Exercise objective: Convert the lines below into a JSON list of strings, with one string for each line and any blank lines omitted.

* Begin *

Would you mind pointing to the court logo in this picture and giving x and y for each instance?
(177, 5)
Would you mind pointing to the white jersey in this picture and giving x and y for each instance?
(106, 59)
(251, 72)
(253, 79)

* End *

Output below:
[
  "Would you mind pointing to the court logo in this picture and giving x and y for each instance?",
  "(177, 5)",
  "Would you mind pointing to the white jersey in this picture and giving x and y for each instance?",
  "(106, 59)",
  "(251, 72)",
  "(253, 79)"
]